Request. Copy the lines from the line with "# point: blue" to the line with "# point: venezuelan", changing every "marker" to "dot" and leaving everything else as it is.

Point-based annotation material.

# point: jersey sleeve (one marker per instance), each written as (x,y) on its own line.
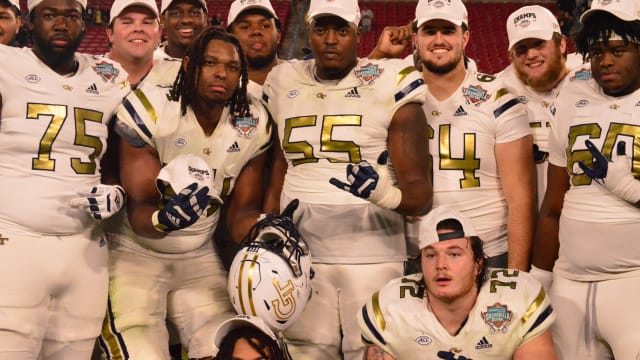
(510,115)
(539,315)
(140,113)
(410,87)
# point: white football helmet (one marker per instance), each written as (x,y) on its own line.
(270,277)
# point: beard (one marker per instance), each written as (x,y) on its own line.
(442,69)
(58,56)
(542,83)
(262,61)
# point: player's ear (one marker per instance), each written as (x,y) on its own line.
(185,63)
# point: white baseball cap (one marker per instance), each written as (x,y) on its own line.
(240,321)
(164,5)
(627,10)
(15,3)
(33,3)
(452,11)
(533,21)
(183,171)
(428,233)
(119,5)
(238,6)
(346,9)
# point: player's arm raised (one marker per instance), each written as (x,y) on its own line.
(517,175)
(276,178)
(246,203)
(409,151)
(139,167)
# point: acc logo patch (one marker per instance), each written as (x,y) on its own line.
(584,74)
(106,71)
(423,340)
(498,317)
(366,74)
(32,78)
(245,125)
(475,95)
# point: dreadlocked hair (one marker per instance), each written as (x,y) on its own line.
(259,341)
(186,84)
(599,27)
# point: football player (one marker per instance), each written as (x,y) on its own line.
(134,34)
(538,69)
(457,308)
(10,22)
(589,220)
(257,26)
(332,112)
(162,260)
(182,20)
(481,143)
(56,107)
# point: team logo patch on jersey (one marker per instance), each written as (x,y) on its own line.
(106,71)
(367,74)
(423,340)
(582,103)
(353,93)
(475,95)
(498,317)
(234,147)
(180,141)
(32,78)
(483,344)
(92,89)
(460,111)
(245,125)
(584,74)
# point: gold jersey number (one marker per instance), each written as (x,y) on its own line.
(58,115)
* * *
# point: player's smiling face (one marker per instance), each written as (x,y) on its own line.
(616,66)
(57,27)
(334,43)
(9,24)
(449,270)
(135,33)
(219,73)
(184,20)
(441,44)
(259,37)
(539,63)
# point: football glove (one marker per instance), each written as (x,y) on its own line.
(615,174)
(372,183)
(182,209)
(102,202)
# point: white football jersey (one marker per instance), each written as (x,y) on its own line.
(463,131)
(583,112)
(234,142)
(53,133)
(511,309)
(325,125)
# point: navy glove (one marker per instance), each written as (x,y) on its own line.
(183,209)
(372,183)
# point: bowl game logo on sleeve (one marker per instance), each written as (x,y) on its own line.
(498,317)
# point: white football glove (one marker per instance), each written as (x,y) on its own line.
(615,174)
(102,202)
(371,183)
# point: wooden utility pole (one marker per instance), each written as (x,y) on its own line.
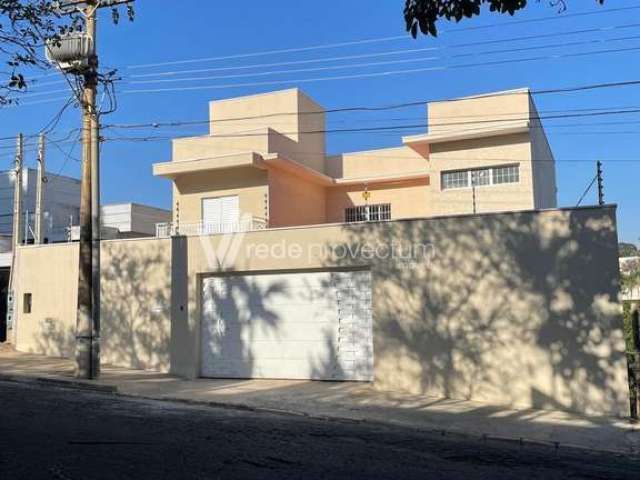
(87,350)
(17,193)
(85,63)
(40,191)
--
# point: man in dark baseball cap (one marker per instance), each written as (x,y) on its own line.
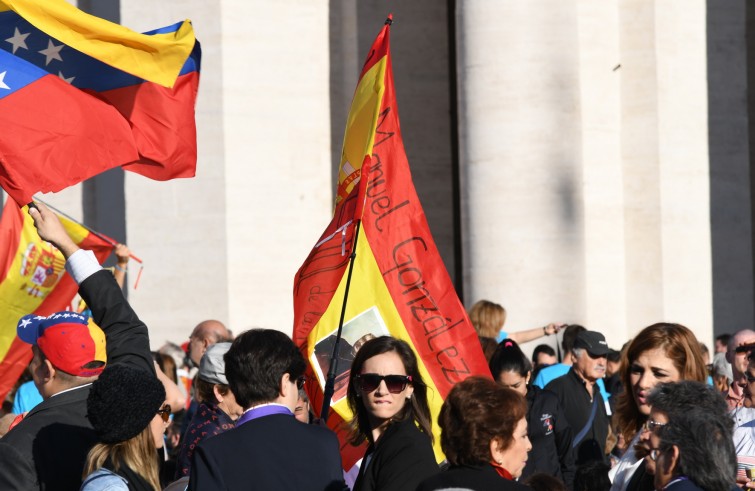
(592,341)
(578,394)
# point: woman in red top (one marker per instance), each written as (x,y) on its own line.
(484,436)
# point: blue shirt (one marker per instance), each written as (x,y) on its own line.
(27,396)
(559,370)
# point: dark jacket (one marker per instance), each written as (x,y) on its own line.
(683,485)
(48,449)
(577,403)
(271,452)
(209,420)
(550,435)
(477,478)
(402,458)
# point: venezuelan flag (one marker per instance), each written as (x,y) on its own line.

Exercise response.
# point: blue shirt (one dot per instance), each written as (x,y) on its own line.
(27,396)
(559,370)
# point: dark jacket (one dot per instance), each written as (x,y) on its own line.
(683,485)
(48,449)
(577,403)
(271,452)
(209,420)
(550,435)
(477,478)
(402,458)
# point: venezuelan flag (one dot per instance), each written as (x,y) on its own line.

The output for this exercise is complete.